• [Goal of the exercise]
Your answer must be an exact copy of the data, without any pictures.
::: Recorded information
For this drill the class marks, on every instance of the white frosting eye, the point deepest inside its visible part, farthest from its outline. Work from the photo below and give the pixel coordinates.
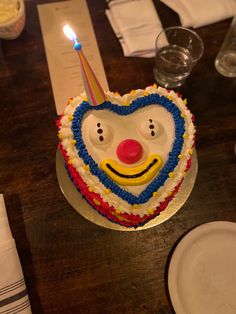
(100, 134)
(150, 129)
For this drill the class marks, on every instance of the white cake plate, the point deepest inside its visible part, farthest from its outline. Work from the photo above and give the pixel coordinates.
(87, 211)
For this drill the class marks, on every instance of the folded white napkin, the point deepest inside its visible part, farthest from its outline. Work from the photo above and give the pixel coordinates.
(136, 25)
(197, 13)
(13, 294)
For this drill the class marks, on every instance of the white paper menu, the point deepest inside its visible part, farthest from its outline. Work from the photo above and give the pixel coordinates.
(63, 61)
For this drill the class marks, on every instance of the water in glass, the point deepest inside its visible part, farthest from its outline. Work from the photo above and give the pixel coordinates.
(172, 65)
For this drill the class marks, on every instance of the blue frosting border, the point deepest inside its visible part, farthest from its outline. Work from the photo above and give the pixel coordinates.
(138, 103)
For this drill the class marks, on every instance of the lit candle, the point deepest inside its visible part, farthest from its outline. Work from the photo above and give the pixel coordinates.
(94, 91)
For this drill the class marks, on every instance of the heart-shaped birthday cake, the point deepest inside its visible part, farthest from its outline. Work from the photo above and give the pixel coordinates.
(128, 155)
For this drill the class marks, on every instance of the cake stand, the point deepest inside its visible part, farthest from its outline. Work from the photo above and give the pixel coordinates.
(87, 211)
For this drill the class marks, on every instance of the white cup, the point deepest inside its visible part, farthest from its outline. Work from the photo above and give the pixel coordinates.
(13, 27)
::::::
• [Your response]
For this drill the class marks, on every instance of the white frosting eye, the point deepest inside its visible part, farthest from its outline. Work from the photo below and give the pixel coordinates.
(100, 134)
(150, 129)
For this drill the class marks, on every instance of the white cake plate, the point deepest inside its visible part, farthest from its outline. Work from the photo above and give the pixel coordinates.
(87, 211)
For this drill the class marks, on every instance of the folded white napkin, the point deepest inside its visible part, farthest from its outline. Work from the photo above and give the pixel coordinates.
(136, 25)
(197, 13)
(13, 294)
For this drill the class marks, on every instance of the white paper menu, the point deepest inside its visible part, farthest from its outline. Work from the photo above and give the pixel coordinates.
(63, 61)
For this drill the class marks, on every instance of the water in glass, the point deepest inside its visible part, farthest from its outline. Work from the photo above and give the pixel coordinates.
(172, 65)
For this drill the class marks, on every instance of the blue frosting border, the point deepest inside its visible part, farthest from its outline. Work from the photo above and give the pixel coordinates.
(138, 103)
For this drill the class marks, on every instance of the lit candle, the point deepest inside its visible part, farthest from its outline. Work from the photo above and give the pixel coordinates.
(94, 91)
For this drill the class marks, on every instance of the heart-shaped birthday cake, the point deepest inside its visible part, farthest from its outline. Work from the photo above and give the pixel coordinates.
(128, 155)
For this drill the class marks, on every instance of the cake stand, the point deepest inside its visible part, farthest from its outline. Work from the photo above and give the pixel coordinates.
(87, 211)
For this drill the class marks, on every instance of the white cup, the point deepest inside its visible part, farthest from its outline. Work from the photo above and give the pixel coordinates.
(13, 27)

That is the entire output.